[Point annotation records]
_ _ _ _

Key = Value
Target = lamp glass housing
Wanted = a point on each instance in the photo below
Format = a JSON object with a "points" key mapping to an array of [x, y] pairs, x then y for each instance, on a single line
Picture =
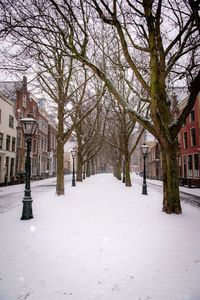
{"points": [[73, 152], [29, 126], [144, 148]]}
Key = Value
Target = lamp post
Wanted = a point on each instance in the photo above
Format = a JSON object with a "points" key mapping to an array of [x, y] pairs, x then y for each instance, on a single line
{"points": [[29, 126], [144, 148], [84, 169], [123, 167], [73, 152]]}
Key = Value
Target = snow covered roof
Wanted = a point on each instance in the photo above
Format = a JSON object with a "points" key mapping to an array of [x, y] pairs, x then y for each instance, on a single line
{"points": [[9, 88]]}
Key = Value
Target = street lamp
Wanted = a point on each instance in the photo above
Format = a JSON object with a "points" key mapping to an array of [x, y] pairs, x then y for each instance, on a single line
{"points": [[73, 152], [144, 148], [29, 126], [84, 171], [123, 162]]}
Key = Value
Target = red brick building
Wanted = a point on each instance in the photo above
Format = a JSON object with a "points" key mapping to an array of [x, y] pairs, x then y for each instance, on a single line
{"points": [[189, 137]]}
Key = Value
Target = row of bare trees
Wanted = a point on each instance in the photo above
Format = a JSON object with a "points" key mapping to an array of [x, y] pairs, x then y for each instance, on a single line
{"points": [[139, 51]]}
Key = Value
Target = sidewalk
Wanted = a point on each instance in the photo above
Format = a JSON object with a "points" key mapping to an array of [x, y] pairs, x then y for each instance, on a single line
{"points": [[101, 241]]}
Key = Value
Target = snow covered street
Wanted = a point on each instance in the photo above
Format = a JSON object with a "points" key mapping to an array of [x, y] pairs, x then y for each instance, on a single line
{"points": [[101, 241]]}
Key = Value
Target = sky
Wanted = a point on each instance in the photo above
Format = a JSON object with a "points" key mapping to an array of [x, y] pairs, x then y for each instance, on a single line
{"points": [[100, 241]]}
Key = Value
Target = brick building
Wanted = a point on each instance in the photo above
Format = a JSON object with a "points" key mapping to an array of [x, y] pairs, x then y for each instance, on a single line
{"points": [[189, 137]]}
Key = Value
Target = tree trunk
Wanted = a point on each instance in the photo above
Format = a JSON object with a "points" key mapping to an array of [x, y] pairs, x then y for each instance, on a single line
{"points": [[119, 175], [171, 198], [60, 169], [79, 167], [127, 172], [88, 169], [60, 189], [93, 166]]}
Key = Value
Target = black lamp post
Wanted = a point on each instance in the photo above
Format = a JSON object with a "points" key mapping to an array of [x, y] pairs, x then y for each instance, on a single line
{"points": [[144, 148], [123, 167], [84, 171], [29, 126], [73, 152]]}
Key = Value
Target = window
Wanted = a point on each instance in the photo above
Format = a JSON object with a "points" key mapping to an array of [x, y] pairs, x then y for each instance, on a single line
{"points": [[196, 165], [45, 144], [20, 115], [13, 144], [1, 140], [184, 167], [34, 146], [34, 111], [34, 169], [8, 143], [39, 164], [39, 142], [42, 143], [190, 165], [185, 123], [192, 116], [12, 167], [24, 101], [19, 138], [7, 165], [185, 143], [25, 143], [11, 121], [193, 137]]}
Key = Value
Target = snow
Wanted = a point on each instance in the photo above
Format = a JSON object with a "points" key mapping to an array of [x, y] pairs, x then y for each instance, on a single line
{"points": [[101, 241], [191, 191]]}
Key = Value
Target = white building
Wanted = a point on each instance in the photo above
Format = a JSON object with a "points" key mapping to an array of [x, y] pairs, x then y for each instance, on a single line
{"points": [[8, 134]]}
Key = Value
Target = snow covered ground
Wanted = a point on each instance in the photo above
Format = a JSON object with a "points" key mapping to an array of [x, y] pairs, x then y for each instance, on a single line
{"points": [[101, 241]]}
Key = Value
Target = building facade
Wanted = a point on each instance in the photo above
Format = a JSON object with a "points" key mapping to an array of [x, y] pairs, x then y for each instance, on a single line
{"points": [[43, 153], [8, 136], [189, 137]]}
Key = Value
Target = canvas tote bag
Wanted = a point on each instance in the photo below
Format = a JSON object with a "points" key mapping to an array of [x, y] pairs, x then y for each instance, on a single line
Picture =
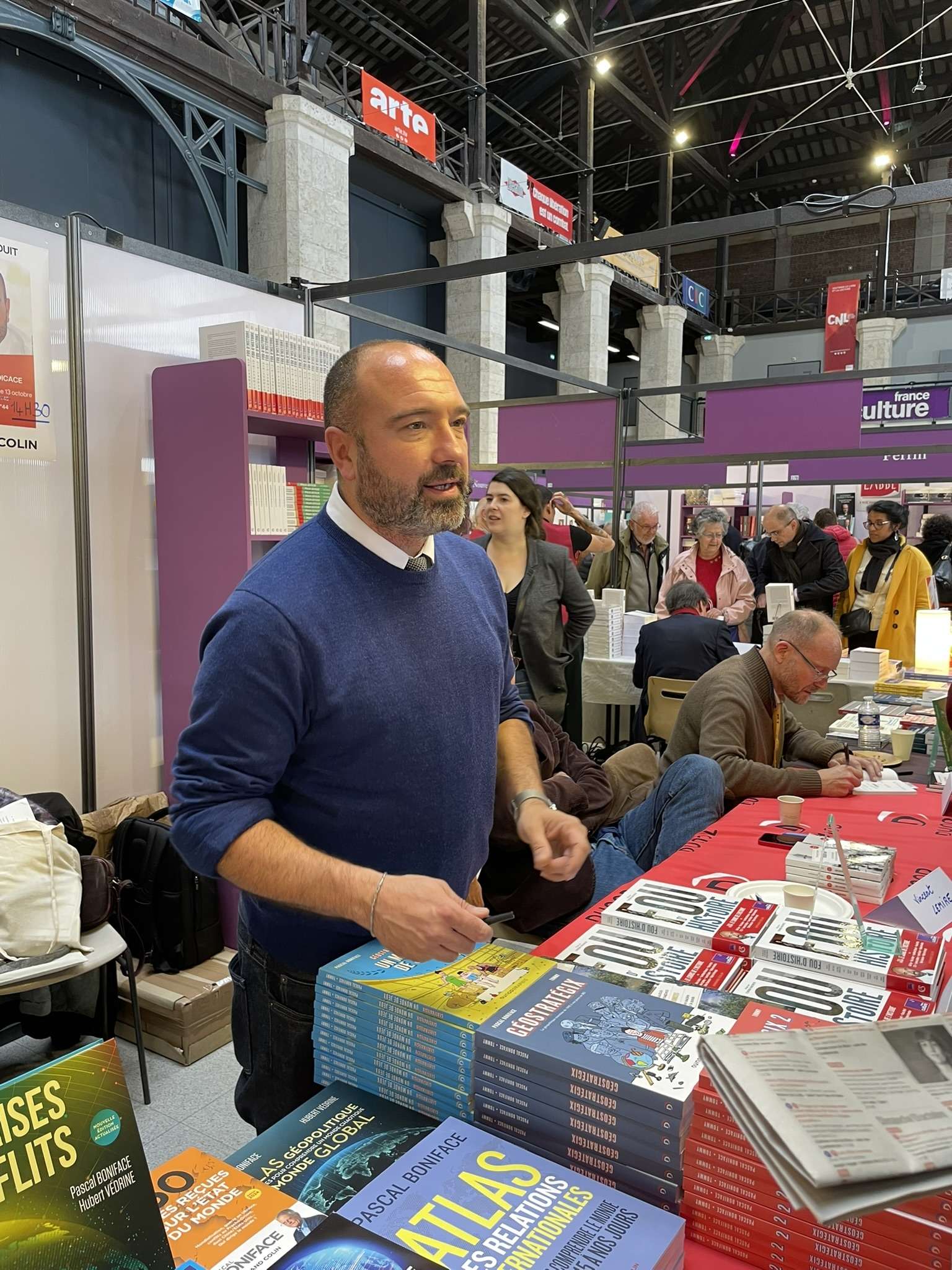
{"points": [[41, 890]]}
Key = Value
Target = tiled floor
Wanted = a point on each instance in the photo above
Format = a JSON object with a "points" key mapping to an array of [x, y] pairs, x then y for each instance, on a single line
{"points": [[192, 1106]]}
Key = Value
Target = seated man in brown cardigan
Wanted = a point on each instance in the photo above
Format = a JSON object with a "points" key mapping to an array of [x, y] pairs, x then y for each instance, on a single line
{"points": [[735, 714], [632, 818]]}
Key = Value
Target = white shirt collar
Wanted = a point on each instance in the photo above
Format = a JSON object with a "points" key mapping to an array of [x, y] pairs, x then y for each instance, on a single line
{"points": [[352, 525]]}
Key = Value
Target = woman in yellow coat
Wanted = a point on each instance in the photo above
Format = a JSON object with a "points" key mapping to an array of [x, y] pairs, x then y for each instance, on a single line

_ _ _ _

What you have to do:
Repeat the full listing above exactly, with no pictures in the copy.

Expected answer:
Key = Value
Target = lamp glass housing
Wanted = a point on each instance in the photo below
Format = a JSON object with a "points" key mapping to an array of [x, y] pairs, x then y for each instance, on a single line
Picture =
{"points": [[73, 152], [29, 126], [144, 148]]}
Key = Value
Target = lamp post
Wanted = a point on each instance in the photo above
Format = a JSON object with a "points" key mapping to an array of [x, y] pairs, x then y for each instance, on a single line
{"points": [[29, 126], [144, 148], [84, 169], [123, 167], [73, 152]]}
Key = Value
Target = snow covered roof
Wanted = a point on each instance in the photo above
Format = a JSON object with a "points" key mapping to an array of [x, y] pairs, x then y for each instance, on a single line
{"points": [[9, 88]]}
Key = Value
Target = street lamp
Wanted = a point on each instance in the photo above
Format = a JSON object with a "points" key mapping to an array of [x, y] pairs, x then y for each instance, on a single line
{"points": [[73, 152], [144, 148], [29, 126], [84, 171], [123, 162]]}
Key = Value
Target = red brick building
Wanted = a point on each instance in the photo above
Format = a JSON object with a "points" key mapping to an array of [x, y] pairs, x then y for each instance, on a single line
{"points": [[189, 137]]}
Key = Value
Target = row of bare trees
Wanted = a point on each instance in the photo above
Format = a JSON object with a "points" key mapping to an array of [x, y] pairs, x then y for each instance, on a single line
{"points": [[139, 51]]}
Key = Value
Target = sidewalk
Wanted = a point on each instance in the photo above
Format = a JSON object with a "points" key mapping to an array of [x, y] pairs, x then y for each instance, on a single line
{"points": [[101, 241]]}
Key = Value
Target = snow covered street
Wanted = a point on each instance in the photo above
Format = a JSON object with a "points" key mapping to an array of [x, y] pairs, x then y for each instance, on a single line
{"points": [[101, 241]]}
Key = Value
Target = sky
Wanted = a point on each instance in the photo above
Format = a JSON object with a "points" key mapping to an array of [x, y] pairs, x then y for each instance, on a single line
{"points": [[100, 241]]}
Key = Value
Target = brick building
Wanted = a point on each instance in the photo above
Format = a JSON object with a "points" key mapping to an array of [x, y] pairs, x then y for each instance, on a single line
{"points": [[189, 137]]}
Key = Value
Target = tree trunk
Wanted = a point on each instance in the photo above
Format = a JSON object with a "points" key mapping to an array of [x, y] pairs, x then y for each instance, on a single line
{"points": [[119, 175], [171, 198], [60, 169], [79, 167], [127, 172], [88, 169], [60, 189], [93, 166]]}
Key = Value
Target = black lamp post
Wanted = a point on each instance in the photo above
Format = a JSON object with a "points" key mapping to an array of [x, y] pairs, x then y for each instance, on a single line
{"points": [[144, 148], [123, 167], [84, 171], [29, 126], [73, 152]]}
Key = Value
Target = window
Wanted = a point on each instance in the photo above
Format = a JSON object with a "points" key mapping to an array of [x, y] pairs, x then y for each instance, on a single line
{"points": [[196, 165], [45, 144], [20, 115], [13, 144], [1, 140], [184, 167], [34, 146], [34, 111], [34, 169], [8, 143], [39, 164], [39, 142], [42, 143], [190, 165], [185, 123], [192, 116], [12, 167], [24, 101], [19, 138], [7, 165], [185, 143], [25, 143], [11, 121], [193, 137]]}
Key = Value
Target = snow
Wanted = a point on each instance in the photo above
Format = a JSON object with a "points" key mapping to an array of [x, y] pairs, x then y for each instance, on a single line
{"points": [[101, 241], [191, 191]]}
Key = Value
Target = white building
Wanted = a point on each instance in the photo above
Format = a JSON object with a "points" key mapping to an array of [x, y] pairs, x then y for each instance, on a single line
{"points": [[8, 134]]}
Key = Value
Target = snow covered ground
Wanted = a point on each instance in the photo above
Format = a JSON object with a "points" key mapping to an array of [x, y] pairs, x then y for each instance, on a single line
{"points": [[101, 241]]}
Key = Value
Target = building facade
Wanted = a point on each instance in the photo above
Format = a JSON object with a "points" key mapping to an array of [x, y] pairs, x then y for each instance, on a single line
{"points": [[43, 153], [8, 136], [189, 137]]}
Key = Value
Target = canvas tote bag
Wanted = a point on each instance in the photo below
Format = a JSON object with a "points" key mapping to an array of [x, y] pairs, x then y for each instance, on a single line
Picture =
{"points": [[41, 890]]}
Key = Value
Target = tiled floor
Wanted = a point on each instance in the photo above
Format = a JSON object with a "points" key mapping to an array of [x, y] pairs, x then y for each instance, on a single line
{"points": [[192, 1106]]}
Key = Value
Target = seated man in brown cardigan
Wanted = a point on each instance in the photo above
Format = a JSON object with a "points" key mapping to an array of [x, y] pairs, x then y for each instance, on a single line
{"points": [[735, 714], [632, 818]]}
Key = Value
Target = white shirt collar
Wanted = a point on each instance in the photo above
Format = a JSON object with a "points" key mapping to an array of [x, y] pairs, x then y for each instance, on a single line
{"points": [[352, 525]]}
Key = Value
Target = woman in yellow coat
Wanted = a point on each instance in the photo above
Format = a JSON object with a "points" key mapping to an array of [x, y] pairs, x then y for each instance, on a single line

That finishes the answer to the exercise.